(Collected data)
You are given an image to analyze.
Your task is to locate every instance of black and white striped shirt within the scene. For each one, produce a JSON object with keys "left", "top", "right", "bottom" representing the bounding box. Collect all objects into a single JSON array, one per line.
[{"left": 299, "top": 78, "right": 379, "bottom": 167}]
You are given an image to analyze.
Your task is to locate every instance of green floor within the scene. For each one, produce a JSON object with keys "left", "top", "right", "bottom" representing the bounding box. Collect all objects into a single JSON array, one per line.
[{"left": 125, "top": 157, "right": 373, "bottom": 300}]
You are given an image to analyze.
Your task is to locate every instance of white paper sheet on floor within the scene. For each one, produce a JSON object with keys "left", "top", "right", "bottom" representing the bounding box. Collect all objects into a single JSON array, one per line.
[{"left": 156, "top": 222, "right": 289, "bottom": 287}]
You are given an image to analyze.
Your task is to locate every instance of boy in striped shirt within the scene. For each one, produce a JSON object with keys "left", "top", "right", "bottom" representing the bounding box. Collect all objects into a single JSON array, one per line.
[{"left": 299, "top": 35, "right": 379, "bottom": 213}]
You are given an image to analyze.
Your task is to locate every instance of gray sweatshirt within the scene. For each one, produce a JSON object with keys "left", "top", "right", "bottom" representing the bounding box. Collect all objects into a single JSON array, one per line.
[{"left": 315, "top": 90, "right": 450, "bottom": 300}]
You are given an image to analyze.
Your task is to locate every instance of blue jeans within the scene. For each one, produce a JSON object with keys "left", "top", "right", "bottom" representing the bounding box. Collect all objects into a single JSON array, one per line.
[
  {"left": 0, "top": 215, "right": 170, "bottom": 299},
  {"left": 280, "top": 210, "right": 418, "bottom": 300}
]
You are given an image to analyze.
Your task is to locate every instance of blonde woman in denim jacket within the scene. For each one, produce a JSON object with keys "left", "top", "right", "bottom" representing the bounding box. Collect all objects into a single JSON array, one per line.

What is needed:
Go through the entries above and reproduce each one exactly.

Answer box:
You are given an image to analyze.
Your task is to locate every instance of black and white striped shirt within the scene. For each one, produce a JSON object with keys "left", "top", "right", "bottom" representing the bounding box. Collect all objects into a single JSON array, one per line.
[{"left": 299, "top": 78, "right": 379, "bottom": 167}]
You are given an image to analyze.
Your task is to locate every instance of green floor within the scene. For each one, produce a JSON object with keys "left", "top", "right", "bottom" representing the bounding box. Collect all objects into a single JSON array, one per line.
[{"left": 125, "top": 157, "right": 373, "bottom": 300}]
You are given an image to analyze.
Your task is to locate every instance of white paper sheet on floor within the scene. For each one, produce a JSON object with keys "left", "top", "right", "bottom" representing the bounding box. Collect all objects into a single JSON array, one per line.
[{"left": 156, "top": 222, "right": 289, "bottom": 287}]
You are given an image to analyze.
Your task is to locate every instance of boy in striped shirt within the scene. For each one, produce a JSON object with keys "left", "top", "right", "bottom" representing the bounding box. Collect all objects into a single JSON array, one per line.
[{"left": 299, "top": 35, "right": 379, "bottom": 213}]
You are given an image to analyze.
Your task is to locate every instance of gray sweatshirt within the scene. For each one, produce a JSON object with keys "left", "top", "right", "bottom" representing the bounding box. Collect all objects into a single JSON array, one per line.
[{"left": 315, "top": 90, "right": 450, "bottom": 300}]
You are given an image to analyze.
Your task is to locate every instance of blue jeans within the scene. For each one, produce a JSON object with keys "left", "top", "right", "bottom" representing the bounding box. Collect all objects into a single JSON array, one per line.
[
  {"left": 0, "top": 215, "right": 170, "bottom": 299},
  {"left": 280, "top": 210, "right": 418, "bottom": 300}
]
You are given an image to analyze.
Your task is to locate every instance of blonde woman in denim jacket within the scene. For each one, produce a JSON object with keys "left", "top", "right", "bottom" representing the bounding box. Collect all objects into a single JSON array, one per line.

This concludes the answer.